- [DOCUMENT]:

* Start *

The gospel lesson today reminds me of a story I am sure I have told you before. Two friends, Joe and Fred are sitting in a pub watching the eleven-o’clock news. A report comes on about a man threatening to jump from the 20th floor of a downtown building. Joe turns to Fred and said, “I’ll bet you ten bucks the guy doesn’t jump.” “It’s a bet,” agrees Fred. A few minutes later, the man on the ledge jumps, so Joe hands his friend a $10 bill. “I can’t take your money,” Fred admits. “I saw him jump earlier on the six-o’clock news.” “Well, me too,” said Joe. “But I didn’t think he’d do it again!”
The reason this reminds me of the gospel lesson is that we have been talking about Jesus being the living bread that came down from heaven for 3 weeks now. We have been playing the same headline news again and again. You may wonder why the lectionary has this discourse go on over three weeks’ time. I think the rationale is that the dialogue between Jesus and the crowd gets more and more heated and people are getting angrier and angrier. Jesus, instead of calming them down, he ratchets up the situation.

* End *

- [STATED EXERCISE]: Copy out the passage on the gospel lesson word for word, from "The reason this" up to and including "up the situation.".

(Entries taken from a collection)
* Start *

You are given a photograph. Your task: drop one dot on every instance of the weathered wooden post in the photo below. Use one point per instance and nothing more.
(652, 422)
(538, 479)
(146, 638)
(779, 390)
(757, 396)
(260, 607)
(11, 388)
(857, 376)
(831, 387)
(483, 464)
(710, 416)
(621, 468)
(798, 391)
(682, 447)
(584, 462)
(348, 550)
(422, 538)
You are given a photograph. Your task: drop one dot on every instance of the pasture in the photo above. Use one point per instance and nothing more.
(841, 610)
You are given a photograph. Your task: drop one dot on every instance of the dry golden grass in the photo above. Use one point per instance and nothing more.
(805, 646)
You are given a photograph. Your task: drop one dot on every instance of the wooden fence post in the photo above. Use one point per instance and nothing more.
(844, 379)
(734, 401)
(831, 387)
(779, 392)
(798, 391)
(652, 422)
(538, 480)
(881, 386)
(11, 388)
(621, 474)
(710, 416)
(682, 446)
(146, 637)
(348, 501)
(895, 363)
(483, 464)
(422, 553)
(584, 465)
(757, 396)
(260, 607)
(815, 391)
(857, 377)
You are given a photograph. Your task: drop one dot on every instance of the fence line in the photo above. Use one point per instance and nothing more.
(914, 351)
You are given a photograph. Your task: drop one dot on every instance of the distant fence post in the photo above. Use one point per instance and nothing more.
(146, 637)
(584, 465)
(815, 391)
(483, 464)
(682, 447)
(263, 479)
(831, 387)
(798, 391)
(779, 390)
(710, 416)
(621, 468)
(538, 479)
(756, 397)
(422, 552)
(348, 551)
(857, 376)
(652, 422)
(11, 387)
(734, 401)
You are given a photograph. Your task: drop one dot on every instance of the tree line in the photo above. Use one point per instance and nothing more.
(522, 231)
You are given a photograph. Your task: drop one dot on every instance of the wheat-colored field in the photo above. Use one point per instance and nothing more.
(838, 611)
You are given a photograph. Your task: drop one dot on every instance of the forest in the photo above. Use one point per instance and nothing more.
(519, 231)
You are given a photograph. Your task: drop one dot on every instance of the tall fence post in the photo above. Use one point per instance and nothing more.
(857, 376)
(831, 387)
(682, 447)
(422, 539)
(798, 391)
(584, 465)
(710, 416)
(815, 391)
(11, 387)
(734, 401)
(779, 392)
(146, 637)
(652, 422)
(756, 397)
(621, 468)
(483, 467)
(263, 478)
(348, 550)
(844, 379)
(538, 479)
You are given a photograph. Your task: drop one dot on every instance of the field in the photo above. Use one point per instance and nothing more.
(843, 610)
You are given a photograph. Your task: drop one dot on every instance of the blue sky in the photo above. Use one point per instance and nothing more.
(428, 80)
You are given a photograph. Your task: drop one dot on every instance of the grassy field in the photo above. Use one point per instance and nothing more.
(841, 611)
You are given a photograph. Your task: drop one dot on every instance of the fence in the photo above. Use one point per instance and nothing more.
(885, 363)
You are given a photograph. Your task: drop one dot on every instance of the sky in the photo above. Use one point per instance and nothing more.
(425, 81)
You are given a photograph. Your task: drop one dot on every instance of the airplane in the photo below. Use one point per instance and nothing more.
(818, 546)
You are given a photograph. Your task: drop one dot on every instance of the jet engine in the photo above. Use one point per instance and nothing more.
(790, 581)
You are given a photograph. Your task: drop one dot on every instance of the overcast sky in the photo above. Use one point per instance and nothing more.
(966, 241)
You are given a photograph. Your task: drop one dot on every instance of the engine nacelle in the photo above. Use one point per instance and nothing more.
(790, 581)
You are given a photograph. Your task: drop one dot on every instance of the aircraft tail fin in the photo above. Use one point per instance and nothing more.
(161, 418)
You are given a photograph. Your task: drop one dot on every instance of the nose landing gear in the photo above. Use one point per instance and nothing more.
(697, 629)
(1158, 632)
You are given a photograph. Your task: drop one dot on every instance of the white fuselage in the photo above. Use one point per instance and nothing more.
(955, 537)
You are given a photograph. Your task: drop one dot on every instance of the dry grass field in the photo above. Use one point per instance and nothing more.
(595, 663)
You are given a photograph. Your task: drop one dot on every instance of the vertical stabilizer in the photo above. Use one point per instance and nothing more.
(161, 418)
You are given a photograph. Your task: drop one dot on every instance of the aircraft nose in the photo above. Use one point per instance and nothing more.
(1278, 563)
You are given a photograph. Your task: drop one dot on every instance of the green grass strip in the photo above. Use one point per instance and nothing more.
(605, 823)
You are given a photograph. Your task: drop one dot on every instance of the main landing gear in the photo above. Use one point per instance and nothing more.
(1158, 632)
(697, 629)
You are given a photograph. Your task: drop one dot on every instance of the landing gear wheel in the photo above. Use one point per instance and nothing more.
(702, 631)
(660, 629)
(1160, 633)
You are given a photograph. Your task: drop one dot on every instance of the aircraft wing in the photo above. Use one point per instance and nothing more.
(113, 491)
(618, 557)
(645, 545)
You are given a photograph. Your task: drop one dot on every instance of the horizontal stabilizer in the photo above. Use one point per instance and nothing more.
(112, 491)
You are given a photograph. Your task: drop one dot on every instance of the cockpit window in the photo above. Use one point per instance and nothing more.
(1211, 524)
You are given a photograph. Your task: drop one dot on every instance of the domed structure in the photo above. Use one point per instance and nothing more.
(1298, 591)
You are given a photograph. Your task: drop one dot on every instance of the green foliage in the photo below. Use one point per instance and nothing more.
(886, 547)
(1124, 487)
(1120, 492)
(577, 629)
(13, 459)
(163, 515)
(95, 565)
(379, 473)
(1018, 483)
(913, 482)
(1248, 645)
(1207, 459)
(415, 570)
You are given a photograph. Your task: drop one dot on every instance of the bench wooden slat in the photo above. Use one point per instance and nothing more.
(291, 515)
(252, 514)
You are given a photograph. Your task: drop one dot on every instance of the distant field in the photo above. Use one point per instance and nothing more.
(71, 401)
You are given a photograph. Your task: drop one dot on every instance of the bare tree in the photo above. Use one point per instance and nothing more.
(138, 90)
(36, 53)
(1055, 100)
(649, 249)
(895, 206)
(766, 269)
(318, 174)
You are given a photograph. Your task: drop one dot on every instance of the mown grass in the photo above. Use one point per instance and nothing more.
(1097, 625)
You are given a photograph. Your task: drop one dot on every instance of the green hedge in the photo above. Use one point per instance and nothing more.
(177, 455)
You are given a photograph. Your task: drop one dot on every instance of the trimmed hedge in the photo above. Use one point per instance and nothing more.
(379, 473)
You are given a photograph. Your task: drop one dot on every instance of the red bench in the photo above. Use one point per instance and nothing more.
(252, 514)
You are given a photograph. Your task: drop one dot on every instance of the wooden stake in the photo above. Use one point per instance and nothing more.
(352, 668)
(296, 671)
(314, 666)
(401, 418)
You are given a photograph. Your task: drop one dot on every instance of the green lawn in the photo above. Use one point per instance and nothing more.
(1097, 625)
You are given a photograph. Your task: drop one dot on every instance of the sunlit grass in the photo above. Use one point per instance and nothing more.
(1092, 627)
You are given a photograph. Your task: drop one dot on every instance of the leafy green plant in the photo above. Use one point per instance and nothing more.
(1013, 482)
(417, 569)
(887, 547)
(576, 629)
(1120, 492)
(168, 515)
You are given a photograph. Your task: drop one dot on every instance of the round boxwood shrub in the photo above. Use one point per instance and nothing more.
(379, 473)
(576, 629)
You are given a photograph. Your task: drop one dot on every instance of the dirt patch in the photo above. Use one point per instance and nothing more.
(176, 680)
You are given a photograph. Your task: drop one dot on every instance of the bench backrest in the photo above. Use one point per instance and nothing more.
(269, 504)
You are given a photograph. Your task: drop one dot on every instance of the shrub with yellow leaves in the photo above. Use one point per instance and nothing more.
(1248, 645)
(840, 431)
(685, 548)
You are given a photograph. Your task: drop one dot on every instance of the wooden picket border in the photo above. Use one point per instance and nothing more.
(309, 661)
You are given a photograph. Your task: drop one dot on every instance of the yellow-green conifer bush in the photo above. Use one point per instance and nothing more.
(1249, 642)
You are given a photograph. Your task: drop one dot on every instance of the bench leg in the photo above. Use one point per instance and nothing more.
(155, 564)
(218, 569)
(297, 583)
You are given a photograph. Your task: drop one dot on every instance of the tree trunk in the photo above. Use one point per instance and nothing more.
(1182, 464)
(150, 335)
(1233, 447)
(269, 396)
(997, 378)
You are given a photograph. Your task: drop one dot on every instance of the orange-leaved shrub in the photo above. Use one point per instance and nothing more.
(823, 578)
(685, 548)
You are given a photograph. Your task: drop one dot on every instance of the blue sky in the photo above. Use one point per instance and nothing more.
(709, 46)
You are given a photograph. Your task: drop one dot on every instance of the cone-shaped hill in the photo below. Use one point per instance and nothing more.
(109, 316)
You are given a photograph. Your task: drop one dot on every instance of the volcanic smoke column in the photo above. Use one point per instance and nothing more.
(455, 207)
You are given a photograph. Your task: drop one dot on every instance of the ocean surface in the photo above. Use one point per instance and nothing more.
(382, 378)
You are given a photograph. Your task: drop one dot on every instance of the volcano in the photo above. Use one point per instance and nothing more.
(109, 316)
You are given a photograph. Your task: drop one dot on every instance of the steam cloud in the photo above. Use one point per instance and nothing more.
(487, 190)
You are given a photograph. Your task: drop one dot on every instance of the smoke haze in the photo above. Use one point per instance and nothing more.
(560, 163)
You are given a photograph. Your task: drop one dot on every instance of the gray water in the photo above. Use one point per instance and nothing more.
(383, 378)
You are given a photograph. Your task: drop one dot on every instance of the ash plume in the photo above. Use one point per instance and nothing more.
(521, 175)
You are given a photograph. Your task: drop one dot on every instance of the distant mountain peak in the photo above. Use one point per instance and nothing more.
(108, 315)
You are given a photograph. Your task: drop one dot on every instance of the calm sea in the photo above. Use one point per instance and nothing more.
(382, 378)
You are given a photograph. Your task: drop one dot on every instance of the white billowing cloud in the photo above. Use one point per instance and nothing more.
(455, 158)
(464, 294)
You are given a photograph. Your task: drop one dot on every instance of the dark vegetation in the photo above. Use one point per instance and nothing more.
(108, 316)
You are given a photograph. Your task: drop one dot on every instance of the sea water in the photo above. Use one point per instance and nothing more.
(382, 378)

* End *

- [SOLUTION FOR THIS TASK]:
The reason this reminds me of the gospel lesson is that we have been talking about Jesus being the living bread that came down from heaven for 3 weeks now. We have been playing the same headline news again and again. You may wonder why the lectionary has this discourse go on over three weeks’ time. I think the rationale is that the dialogue between Jesus and the crowd gets more and more heated and people are getting angrier and angrier. Jesus, instead of calming them down, he ratchets up the situation.